**AVAILABLE DATA:**
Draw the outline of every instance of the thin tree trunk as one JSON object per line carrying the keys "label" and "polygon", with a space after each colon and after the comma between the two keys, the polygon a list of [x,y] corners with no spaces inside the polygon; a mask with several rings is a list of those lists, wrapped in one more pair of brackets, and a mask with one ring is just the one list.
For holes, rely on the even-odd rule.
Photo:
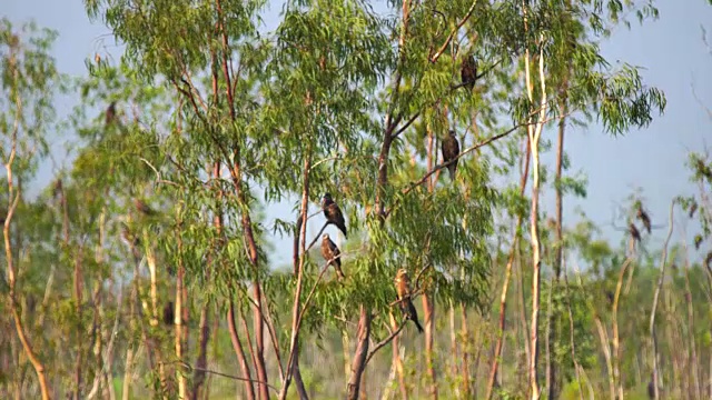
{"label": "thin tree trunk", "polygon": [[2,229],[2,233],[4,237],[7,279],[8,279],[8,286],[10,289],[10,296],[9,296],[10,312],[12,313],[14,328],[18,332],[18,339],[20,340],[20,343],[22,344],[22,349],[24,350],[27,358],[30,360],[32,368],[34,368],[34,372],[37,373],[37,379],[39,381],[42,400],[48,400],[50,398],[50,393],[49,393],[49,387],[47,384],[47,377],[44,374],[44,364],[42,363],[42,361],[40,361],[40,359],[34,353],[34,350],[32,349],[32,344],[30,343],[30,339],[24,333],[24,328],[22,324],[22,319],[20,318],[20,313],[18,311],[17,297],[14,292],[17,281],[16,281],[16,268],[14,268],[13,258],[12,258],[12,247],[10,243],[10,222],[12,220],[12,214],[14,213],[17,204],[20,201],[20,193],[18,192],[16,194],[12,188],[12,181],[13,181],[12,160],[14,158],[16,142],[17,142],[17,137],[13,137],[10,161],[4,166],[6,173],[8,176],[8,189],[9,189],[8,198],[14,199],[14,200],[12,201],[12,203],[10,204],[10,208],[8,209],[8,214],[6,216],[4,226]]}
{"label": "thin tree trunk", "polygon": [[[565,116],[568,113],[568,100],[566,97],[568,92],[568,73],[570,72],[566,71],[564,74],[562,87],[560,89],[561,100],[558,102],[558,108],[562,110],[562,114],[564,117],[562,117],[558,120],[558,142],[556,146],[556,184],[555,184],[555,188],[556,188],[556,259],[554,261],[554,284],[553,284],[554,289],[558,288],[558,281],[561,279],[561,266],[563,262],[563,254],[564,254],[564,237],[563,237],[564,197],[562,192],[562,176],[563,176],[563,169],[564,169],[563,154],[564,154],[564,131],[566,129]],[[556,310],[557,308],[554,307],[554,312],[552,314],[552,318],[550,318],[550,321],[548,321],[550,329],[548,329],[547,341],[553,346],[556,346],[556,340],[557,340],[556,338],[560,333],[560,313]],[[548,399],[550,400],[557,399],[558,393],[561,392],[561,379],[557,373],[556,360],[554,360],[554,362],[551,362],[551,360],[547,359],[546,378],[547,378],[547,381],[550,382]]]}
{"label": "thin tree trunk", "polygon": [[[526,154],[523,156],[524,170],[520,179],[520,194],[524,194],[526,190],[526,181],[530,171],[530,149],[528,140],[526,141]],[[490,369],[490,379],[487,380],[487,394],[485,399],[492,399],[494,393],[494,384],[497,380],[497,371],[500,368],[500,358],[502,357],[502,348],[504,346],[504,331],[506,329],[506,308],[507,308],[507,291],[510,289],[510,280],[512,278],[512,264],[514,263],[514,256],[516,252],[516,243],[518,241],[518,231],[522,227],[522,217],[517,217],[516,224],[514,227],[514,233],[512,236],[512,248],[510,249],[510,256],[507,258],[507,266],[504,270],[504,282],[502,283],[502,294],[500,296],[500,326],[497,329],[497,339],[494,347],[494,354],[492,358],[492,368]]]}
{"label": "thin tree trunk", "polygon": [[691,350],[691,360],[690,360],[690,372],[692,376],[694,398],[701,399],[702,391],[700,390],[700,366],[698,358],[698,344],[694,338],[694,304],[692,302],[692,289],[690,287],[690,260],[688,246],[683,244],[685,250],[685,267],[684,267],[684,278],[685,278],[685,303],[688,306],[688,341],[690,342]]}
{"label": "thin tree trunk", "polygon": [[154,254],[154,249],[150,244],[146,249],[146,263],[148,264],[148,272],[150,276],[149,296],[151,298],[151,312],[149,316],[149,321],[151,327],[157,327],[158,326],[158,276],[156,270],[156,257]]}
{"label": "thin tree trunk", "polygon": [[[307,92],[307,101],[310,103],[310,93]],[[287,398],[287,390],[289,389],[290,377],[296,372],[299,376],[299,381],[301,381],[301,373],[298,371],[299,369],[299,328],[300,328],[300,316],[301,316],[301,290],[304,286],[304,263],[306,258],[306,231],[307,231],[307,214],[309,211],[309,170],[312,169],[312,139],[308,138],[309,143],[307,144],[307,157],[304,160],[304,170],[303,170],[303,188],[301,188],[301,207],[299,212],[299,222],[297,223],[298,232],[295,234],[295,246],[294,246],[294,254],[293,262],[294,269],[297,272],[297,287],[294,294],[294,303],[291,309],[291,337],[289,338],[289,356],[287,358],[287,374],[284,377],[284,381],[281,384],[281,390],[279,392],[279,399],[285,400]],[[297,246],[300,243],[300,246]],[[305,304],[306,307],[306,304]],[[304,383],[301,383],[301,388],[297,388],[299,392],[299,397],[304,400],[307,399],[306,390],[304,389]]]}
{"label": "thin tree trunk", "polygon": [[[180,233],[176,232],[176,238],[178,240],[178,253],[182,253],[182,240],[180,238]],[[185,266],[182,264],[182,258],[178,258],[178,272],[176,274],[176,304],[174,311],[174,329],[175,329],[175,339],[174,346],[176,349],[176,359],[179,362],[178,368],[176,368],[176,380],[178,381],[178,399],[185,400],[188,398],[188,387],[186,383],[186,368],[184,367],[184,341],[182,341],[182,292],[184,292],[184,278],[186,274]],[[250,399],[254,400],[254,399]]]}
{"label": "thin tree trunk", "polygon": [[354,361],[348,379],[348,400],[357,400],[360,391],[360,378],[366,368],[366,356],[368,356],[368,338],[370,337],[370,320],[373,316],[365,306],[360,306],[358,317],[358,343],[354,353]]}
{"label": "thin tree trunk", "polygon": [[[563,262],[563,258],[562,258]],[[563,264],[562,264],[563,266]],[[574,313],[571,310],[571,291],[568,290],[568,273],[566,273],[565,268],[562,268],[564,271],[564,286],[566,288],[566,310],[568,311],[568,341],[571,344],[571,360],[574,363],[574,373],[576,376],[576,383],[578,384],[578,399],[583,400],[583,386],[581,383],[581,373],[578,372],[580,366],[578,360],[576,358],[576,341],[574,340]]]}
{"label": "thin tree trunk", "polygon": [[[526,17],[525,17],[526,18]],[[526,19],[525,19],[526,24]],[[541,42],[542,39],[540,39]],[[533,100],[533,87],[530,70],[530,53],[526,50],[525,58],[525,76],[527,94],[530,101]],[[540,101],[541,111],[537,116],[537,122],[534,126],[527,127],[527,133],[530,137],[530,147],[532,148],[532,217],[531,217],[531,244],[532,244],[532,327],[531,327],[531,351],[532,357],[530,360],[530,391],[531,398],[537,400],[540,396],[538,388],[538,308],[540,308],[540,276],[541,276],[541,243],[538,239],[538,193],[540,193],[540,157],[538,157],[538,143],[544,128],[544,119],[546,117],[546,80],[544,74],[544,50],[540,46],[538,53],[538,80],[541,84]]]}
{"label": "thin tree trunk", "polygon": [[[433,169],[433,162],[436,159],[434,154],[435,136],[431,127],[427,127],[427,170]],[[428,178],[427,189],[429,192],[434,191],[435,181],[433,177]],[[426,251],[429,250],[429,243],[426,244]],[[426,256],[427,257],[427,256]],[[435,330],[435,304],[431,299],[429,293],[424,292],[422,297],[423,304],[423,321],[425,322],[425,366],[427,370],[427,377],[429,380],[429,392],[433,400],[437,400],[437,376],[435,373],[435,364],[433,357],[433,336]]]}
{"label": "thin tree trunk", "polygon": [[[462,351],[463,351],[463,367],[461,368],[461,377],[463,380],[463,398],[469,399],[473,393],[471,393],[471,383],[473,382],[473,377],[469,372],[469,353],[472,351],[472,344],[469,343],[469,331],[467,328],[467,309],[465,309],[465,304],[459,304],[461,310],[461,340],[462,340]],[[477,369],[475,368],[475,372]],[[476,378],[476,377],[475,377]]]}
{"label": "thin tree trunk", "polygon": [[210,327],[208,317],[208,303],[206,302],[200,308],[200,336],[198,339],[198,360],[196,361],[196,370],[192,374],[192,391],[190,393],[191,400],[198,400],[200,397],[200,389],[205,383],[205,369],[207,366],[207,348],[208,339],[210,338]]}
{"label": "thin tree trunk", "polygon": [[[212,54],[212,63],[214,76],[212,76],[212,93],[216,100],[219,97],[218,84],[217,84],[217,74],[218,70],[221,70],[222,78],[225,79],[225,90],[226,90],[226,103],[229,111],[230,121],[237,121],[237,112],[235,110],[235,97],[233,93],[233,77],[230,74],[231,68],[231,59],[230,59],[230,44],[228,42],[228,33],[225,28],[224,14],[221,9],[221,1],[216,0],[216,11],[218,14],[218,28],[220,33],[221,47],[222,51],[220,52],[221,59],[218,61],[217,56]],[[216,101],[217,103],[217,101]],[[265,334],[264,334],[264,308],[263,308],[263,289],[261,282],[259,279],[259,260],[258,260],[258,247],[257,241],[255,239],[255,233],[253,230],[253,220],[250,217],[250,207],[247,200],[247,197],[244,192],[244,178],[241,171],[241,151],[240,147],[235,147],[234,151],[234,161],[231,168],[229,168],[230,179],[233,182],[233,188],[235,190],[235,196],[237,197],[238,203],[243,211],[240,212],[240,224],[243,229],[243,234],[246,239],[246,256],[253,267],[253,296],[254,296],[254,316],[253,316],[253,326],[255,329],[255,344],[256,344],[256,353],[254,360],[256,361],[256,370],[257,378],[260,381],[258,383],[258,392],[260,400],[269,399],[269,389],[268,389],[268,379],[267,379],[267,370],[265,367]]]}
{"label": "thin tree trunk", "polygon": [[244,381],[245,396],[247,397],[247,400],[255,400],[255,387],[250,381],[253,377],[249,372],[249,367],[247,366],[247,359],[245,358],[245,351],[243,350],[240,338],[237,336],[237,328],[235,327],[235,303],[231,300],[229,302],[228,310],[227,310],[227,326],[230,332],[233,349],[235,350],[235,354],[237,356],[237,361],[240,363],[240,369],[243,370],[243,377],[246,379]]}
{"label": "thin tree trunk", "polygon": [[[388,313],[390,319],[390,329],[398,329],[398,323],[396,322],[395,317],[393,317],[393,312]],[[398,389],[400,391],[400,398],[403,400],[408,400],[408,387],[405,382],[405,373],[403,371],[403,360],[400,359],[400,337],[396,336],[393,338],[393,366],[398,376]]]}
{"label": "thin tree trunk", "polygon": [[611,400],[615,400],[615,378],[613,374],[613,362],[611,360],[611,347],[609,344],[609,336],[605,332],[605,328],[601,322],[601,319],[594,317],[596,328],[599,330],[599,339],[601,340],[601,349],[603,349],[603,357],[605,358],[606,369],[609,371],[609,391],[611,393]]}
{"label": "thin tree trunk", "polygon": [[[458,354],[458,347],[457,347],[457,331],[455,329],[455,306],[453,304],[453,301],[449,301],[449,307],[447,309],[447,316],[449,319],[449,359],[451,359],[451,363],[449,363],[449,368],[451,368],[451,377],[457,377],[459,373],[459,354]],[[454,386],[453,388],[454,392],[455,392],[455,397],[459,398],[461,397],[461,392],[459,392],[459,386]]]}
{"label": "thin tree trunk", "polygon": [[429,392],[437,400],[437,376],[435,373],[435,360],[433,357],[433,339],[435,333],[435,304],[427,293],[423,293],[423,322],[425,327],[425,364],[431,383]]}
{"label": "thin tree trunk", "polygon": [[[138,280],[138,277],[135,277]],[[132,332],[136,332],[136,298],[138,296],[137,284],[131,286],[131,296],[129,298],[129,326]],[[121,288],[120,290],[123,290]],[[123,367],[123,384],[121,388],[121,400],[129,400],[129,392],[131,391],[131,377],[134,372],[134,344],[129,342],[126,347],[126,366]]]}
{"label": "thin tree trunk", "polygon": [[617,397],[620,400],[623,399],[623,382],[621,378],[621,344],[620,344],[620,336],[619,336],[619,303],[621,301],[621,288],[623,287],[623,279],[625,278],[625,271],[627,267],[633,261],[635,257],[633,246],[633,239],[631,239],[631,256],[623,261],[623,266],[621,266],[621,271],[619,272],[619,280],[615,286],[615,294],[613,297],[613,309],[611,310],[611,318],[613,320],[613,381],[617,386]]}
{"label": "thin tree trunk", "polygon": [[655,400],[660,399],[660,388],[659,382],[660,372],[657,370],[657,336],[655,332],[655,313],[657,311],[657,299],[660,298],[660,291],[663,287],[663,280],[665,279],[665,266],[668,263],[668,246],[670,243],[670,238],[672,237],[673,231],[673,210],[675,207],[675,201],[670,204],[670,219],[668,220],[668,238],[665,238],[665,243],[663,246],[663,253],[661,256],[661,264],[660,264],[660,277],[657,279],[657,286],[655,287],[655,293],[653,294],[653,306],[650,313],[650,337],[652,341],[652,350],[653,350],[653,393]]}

**JOB:** List every line of the material above that contains the word "corners".

**THE RESPONSE:**
Draw the outline of every instance of the thin tree trunk as one JSON object per line carrying the keys "label" and "polygon", with a space after each colon and after the comma between the two keys, the polygon a list of [x,y] corners with no spaces inside the polygon; a mask with several rings is a list of those lists, wrapped in one more pair of brackets, and a mask with one ring is just the one list.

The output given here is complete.